[Records shown]
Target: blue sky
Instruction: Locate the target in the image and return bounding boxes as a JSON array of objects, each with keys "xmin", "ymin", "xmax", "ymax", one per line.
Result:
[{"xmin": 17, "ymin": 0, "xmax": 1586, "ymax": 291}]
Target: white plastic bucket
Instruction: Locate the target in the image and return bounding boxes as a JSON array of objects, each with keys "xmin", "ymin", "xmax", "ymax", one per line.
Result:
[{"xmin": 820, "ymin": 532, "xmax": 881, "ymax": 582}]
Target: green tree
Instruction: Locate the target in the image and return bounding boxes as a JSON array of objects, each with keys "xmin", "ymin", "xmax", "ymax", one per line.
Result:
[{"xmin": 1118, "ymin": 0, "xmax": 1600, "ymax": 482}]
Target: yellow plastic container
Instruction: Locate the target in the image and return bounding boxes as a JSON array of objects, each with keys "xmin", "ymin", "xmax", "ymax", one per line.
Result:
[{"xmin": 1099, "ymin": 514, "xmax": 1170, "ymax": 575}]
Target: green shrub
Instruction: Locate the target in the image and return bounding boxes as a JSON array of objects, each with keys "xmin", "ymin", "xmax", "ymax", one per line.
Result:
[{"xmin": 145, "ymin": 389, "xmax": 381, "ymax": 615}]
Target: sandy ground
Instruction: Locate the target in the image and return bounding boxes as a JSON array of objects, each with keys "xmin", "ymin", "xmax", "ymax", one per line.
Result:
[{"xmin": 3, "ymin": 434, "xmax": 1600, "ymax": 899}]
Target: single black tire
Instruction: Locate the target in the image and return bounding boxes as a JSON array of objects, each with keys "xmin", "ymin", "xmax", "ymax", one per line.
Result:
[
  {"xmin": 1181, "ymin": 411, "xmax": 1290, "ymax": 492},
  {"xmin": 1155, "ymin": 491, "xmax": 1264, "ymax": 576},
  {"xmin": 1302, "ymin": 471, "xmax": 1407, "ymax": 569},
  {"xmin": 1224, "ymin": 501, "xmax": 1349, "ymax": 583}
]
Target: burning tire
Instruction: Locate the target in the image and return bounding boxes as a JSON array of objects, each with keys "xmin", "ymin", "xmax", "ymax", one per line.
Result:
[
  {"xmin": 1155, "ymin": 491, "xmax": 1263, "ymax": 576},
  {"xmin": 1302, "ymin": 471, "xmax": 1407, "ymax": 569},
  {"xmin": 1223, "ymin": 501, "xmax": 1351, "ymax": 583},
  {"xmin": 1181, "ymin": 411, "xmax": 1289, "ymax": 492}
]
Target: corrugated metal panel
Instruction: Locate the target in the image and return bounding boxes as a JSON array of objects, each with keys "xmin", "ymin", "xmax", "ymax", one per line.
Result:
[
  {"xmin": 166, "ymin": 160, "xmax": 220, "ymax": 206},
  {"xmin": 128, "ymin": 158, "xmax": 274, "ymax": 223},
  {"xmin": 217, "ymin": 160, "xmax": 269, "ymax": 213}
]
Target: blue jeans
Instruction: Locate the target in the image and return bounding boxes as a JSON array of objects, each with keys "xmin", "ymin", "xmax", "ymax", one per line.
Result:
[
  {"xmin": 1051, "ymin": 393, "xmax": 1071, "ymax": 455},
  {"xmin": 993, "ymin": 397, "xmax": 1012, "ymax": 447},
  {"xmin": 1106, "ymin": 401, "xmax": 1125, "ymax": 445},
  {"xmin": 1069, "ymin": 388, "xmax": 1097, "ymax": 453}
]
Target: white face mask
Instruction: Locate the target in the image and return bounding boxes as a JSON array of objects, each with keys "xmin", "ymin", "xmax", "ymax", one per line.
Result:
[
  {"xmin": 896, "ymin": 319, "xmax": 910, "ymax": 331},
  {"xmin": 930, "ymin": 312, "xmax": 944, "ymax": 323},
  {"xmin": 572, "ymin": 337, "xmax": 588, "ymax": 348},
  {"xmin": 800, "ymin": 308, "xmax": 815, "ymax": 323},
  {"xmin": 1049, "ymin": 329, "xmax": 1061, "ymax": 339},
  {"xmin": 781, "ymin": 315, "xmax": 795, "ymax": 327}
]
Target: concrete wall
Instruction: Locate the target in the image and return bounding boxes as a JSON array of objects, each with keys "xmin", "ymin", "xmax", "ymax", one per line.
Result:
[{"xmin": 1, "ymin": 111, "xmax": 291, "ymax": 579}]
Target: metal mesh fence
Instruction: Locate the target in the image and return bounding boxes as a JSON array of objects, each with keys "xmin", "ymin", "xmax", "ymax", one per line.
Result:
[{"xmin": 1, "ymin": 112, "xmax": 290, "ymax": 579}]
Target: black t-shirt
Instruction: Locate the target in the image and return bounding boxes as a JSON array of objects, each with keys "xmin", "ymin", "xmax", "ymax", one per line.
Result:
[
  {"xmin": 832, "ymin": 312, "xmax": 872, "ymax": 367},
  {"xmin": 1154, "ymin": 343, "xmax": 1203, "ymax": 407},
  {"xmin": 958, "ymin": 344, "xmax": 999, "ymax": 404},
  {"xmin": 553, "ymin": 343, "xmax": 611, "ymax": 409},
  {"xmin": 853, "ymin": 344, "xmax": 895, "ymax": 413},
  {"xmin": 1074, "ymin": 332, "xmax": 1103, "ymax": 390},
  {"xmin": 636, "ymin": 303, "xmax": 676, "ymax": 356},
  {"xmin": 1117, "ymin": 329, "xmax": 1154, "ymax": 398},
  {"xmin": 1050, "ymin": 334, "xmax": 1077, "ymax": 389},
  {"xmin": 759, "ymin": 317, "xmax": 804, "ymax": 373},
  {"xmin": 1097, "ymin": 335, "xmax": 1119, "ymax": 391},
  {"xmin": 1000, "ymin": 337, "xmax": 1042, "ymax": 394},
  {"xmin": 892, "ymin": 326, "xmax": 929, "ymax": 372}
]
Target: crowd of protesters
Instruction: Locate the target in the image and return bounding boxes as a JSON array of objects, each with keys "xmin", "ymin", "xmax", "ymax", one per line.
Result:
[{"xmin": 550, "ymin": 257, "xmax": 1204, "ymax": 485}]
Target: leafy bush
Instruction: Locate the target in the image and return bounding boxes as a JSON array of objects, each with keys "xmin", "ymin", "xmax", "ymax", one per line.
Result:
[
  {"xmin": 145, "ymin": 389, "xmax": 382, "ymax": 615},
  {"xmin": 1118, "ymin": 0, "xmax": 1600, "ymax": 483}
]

[Action item]
Give back the full listing above verbatim.

[Written response]
Target: blue sky
Instruction: Locate the target in the image and return bounding boxes as a JSON array of objects, each with keys "xmin", "ymin", "xmax", "ymax", one per line.
Result:
[{"xmin": 17, "ymin": 0, "xmax": 1586, "ymax": 291}]
Target: white plastic bucket
Instruction: Locate the target in the image and return bounding boxes as a JSON array of objects, each with keys "xmin", "ymin", "xmax", "ymax", one per line.
Result:
[{"xmin": 820, "ymin": 532, "xmax": 881, "ymax": 582}]
Target: green tree
Instruction: Locate the target in the image and return bounding boxes as a JSON array of objects, each with keys "xmin", "ymin", "xmax", "ymax", one per line.
Result:
[{"xmin": 1118, "ymin": 0, "xmax": 1600, "ymax": 482}]
Target: yellow plastic container
Instruction: Locate the target in the image and return bounding boxes as a JSON array of objects, each with keys "xmin", "ymin", "xmax", "ymax", one per line.
Result:
[{"xmin": 1099, "ymin": 514, "xmax": 1170, "ymax": 575}]
Target: green shrub
Instruction: Locate the target in the image and return bounding boxes as a JSON array of objects, each with keys "xmin", "ymin", "xmax", "ymax", one per line.
Result:
[{"xmin": 145, "ymin": 389, "xmax": 381, "ymax": 615}]
Target: sandy ground
Instruction: Locate the target in the image and return bounding boxes as a JSON array of objects, each with keys "xmin", "ymin", "xmax", "ymax", one per line.
Result:
[{"xmin": 3, "ymin": 434, "xmax": 1600, "ymax": 899}]
Target: single black tire
Instruction: Locate the target in the image and return bounding boxes as a JSON array of objects, each with keys "xmin", "ymin", "xmax", "ymax", one per line.
Result:
[
  {"xmin": 1181, "ymin": 411, "xmax": 1290, "ymax": 492},
  {"xmin": 1155, "ymin": 491, "xmax": 1264, "ymax": 576},
  {"xmin": 1302, "ymin": 471, "xmax": 1407, "ymax": 569},
  {"xmin": 1224, "ymin": 501, "xmax": 1349, "ymax": 583}
]
Target: burning tire
Instruction: Locate the target in the image and return bounding boxes as a JSON array of objects, each with keys "xmin", "ymin", "xmax", "ymax", one per line.
Result:
[
  {"xmin": 1155, "ymin": 491, "xmax": 1263, "ymax": 576},
  {"xmin": 1302, "ymin": 471, "xmax": 1407, "ymax": 569},
  {"xmin": 1223, "ymin": 501, "xmax": 1351, "ymax": 583},
  {"xmin": 1181, "ymin": 411, "xmax": 1289, "ymax": 492}
]
Target: corrugated metal panel
Instruction: Locate the target in the image and return bounding boxes as a JSON array of objects, each with keys "xmin", "ymin", "xmax", "ymax", one per line.
Result:
[
  {"xmin": 166, "ymin": 160, "xmax": 220, "ymax": 206},
  {"xmin": 128, "ymin": 158, "xmax": 274, "ymax": 223},
  {"xmin": 217, "ymin": 160, "xmax": 269, "ymax": 213}
]
Target: blue jeans
Instruction: Locate the target in the image and return bounding boxes as a JSON array of objects, each with keys "xmin", "ymin", "xmax", "ymax", one per line.
Result:
[
  {"xmin": 1051, "ymin": 393, "xmax": 1071, "ymax": 455},
  {"xmin": 993, "ymin": 397, "xmax": 1012, "ymax": 447},
  {"xmin": 1106, "ymin": 401, "xmax": 1125, "ymax": 445},
  {"xmin": 1069, "ymin": 388, "xmax": 1097, "ymax": 453}
]
Target: white face mask
Instruction: Locate the target in the image and return bounding boxes as a JSON array of objects, each with keys "xmin", "ymin", "xmax", "ymax", one per line.
Result:
[
  {"xmin": 896, "ymin": 319, "xmax": 910, "ymax": 331},
  {"xmin": 930, "ymin": 312, "xmax": 944, "ymax": 323},
  {"xmin": 572, "ymin": 337, "xmax": 588, "ymax": 348},
  {"xmin": 800, "ymin": 308, "xmax": 815, "ymax": 323},
  {"xmin": 1049, "ymin": 329, "xmax": 1061, "ymax": 339},
  {"xmin": 781, "ymin": 315, "xmax": 795, "ymax": 327}
]
Target: concrete wall
Instruction: Locate the target in the image and return bounding boxes as a JSON array of objects, each with keys "xmin", "ymin", "xmax", "ymax", one per line.
Result:
[{"xmin": 1, "ymin": 111, "xmax": 291, "ymax": 579}]
Target: metal mesh fence
Instruction: Locate the target in the image and return bounding boxes as a JSON array of objects, each with keys "xmin", "ymin", "xmax", "ymax", one per line.
Result:
[{"xmin": 1, "ymin": 112, "xmax": 290, "ymax": 579}]
Target: black t-shirt
Instruction: Locate the target in the image and return bounding boxes as a JSON array of objects, each with keys "xmin", "ymin", "xmax", "ymax", one per line.
Result:
[
  {"xmin": 832, "ymin": 312, "xmax": 872, "ymax": 367},
  {"xmin": 1154, "ymin": 343, "xmax": 1203, "ymax": 407},
  {"xmin": 958, "ymin": 344, "xmax": 999, "ymax": 404},
  {"xmin": 553, "ymin": 343, "xmax": 611, "ymax": 409},
  {"xmin": 853, "ymin": 344, "xmax": 895, "ymax": 413},
  {"xmin": 1074, "ymin": 332, "xmax": 1103, "ymax": 390},
  {"xmin": 636, "ymin": 303, "xmax": 676, "ymax": 356},
  {"xmin": 1117, "ymin": 329, "xmax": 1154, "ymax": 398},
  {"xmin": 1050, "ymin": 334, "xmax": 1077, "ymax": 389},
  {"xmin": 759, "ymin": 317, "xmax": 804, "ymax": 373},
  {"xmin": 1097, "ymin": 335, "xmax": 1119, "ymax": 391},
  {"xmin": 1000, "ymin": 337, "xmax": 1042, "ymax": 394},
  {"xmin": 892, "ymin": 326, "xmax": 929, "ymax": 372}
]
Target: crowd of protesters
Instruction: Locate the target in the image and return bounding boxes as a JSON array of objects, each with keys "xmin", "ymin", "xmax", "ymax", one per line.
Result:
[{"xmin": 550, "ymin": 257, "xmax": 1204, "ymax": 485}]
Target: leafy bush
Instruction: Locate the target in the image and return bounding boxes as a JSON array of objects, each with keys "xmin", "ymin", "xmax", "ymax", one per line.
Result:
[
  {"xmin": 145, "ymin": 389, "xmax": 382, "ymax": 615},
  {"xmin": 1118, "ymin": 0, "xmax": 1600, "ymax": 483}
]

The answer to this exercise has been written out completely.